- SHORT PROBLEM
State how many lines of the records contain the word "bare".

[Dataset records about object locations]
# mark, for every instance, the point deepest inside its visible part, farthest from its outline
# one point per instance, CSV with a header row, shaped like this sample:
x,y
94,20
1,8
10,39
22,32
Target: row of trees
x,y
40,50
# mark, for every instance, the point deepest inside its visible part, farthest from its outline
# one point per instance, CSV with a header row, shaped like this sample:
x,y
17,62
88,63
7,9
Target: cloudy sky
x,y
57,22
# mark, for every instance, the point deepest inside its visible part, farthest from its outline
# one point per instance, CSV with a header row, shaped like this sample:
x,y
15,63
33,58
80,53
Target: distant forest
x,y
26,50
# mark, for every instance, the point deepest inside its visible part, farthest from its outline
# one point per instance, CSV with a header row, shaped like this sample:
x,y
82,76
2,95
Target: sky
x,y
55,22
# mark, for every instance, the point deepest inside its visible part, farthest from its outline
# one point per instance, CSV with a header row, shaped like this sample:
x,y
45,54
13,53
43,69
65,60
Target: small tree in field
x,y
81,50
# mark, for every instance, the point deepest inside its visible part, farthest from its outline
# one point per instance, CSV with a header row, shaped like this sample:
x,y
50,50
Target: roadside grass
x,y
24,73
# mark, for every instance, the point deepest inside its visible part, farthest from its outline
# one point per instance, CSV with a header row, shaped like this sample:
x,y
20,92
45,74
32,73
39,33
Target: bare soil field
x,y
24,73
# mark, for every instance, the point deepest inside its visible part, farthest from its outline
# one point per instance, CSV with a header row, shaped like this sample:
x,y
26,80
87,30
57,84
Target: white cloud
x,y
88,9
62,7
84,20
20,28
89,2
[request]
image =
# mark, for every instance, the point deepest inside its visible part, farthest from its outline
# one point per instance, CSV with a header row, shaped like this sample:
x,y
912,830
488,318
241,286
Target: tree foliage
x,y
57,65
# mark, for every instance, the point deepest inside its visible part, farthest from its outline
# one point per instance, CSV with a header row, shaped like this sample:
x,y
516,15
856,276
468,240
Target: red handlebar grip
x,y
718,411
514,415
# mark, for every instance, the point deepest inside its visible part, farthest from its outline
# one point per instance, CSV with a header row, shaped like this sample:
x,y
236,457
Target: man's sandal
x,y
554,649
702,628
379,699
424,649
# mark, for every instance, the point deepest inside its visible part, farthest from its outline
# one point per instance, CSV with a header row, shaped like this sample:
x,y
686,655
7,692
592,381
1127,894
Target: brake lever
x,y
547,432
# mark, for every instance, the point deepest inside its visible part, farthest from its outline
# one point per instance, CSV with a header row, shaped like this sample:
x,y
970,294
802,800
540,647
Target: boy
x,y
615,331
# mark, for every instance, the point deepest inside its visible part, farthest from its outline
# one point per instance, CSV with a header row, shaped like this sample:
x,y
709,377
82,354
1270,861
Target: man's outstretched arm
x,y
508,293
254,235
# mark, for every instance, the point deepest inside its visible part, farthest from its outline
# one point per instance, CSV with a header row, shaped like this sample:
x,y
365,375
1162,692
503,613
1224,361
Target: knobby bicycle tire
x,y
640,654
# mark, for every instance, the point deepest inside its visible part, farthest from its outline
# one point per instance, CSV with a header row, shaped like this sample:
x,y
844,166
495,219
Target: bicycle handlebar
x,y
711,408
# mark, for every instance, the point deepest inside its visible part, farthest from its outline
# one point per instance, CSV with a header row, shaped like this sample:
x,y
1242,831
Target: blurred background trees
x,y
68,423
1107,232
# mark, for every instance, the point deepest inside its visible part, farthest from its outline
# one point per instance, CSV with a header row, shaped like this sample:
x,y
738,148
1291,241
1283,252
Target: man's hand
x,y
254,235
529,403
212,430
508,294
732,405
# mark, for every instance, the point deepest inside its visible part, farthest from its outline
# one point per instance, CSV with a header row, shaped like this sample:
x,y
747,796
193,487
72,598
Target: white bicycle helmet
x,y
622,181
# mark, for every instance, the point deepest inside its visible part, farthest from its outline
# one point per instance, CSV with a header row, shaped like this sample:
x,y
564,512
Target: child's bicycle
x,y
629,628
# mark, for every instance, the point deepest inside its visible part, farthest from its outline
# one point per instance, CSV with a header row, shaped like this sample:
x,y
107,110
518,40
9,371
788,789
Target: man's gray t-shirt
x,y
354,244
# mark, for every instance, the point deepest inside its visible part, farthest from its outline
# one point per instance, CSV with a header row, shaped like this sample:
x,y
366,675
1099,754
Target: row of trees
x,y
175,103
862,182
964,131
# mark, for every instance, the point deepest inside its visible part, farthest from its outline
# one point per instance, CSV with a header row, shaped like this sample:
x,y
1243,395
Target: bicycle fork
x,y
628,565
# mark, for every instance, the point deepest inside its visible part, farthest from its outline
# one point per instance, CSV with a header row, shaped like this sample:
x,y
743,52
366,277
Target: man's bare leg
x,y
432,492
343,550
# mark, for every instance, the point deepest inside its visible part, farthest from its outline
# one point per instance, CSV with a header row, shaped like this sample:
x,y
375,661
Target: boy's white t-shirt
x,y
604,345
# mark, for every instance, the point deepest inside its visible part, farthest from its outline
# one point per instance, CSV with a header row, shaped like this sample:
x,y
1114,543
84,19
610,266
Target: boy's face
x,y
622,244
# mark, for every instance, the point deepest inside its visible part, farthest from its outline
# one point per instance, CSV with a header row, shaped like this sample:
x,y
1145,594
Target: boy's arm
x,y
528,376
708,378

- TASK RESULT
2